> **A block of data**
-- START --

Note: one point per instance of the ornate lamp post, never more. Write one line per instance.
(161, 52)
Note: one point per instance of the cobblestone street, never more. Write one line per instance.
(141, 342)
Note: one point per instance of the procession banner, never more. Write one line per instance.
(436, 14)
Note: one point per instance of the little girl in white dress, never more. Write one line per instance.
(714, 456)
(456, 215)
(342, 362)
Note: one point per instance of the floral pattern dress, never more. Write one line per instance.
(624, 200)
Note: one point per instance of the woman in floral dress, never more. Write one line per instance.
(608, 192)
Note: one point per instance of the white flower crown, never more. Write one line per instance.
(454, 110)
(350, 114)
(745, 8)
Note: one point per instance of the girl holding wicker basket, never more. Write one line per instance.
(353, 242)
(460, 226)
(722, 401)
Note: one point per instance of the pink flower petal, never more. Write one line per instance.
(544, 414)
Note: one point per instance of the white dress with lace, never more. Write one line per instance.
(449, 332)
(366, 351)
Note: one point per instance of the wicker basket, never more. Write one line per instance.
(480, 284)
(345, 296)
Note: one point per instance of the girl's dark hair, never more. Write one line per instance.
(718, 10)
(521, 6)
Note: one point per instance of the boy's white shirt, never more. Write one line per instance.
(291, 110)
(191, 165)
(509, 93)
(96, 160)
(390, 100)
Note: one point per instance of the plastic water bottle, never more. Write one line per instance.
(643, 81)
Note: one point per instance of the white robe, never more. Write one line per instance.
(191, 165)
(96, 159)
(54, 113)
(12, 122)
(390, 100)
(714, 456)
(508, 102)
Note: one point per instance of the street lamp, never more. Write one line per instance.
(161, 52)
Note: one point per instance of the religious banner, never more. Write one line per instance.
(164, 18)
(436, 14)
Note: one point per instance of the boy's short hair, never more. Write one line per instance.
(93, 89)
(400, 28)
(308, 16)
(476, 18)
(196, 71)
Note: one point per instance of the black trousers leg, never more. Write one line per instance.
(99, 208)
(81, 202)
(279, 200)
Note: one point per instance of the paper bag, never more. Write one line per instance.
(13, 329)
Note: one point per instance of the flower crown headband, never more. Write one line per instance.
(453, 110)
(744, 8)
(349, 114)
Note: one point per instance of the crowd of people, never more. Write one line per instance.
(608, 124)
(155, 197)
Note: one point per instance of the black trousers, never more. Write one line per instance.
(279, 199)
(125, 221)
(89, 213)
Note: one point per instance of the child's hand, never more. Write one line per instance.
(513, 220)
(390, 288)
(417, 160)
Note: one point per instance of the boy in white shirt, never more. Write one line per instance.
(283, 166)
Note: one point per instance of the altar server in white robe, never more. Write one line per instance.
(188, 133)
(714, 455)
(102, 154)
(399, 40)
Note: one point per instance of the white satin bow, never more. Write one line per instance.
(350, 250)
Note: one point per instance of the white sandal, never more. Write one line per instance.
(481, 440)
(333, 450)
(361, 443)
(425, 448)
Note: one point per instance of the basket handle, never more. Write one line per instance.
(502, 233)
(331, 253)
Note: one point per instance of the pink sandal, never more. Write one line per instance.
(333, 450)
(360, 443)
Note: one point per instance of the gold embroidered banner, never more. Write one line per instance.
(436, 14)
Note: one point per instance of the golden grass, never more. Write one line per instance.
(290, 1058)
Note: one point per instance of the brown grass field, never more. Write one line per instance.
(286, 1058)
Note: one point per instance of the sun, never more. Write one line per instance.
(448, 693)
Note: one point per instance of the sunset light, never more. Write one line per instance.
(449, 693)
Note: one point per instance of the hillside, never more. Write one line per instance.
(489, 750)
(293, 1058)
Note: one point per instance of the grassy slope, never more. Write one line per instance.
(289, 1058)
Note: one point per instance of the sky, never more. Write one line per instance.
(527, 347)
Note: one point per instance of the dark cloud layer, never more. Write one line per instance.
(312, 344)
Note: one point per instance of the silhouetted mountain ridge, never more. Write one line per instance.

-- END --

> **Your task**
Give again only the lines starting at the one that contains "Note: one point per instance of the pink sandal, never" and running to the end of the data.

> **Solution to this problem**
Note: one point per instance of the pink sandal, never more. Write one line per instance.
(333, 450)
(360, 443)
Note: one point per instance of the gold embroidered banner, never more. Write one line per instance.
(436, 14)
Note: one point per instance of the golden grass, never more. Write one line per instance.
(290, 1058)
Note: one point per instance of the brown grass field, never more. Write one line per instance.
(286, 1058)
Note: one point per instance of the sun, never more. Write one line per instance.
(448, 693)
Note: one point per instance of the sunset light, never more. Write one line per instance.
(449, 693)
Note: one point per instance of the hillside, never more. Write one line per instance.
(489, 750)
(293, 1058)
Note: one point per instance of the grassy slope, never more. Write one line per instance.
(289, 1058)
Note: one point per instance of the sky, never more. Write one line per instance.
(527, 347)
Note: one point per instance of the dark cloud layer, never more. Write one line per instance.
(312, 344)
Note: one point per instance of the silhouetted mountain ridge, never more. Write one line per instance.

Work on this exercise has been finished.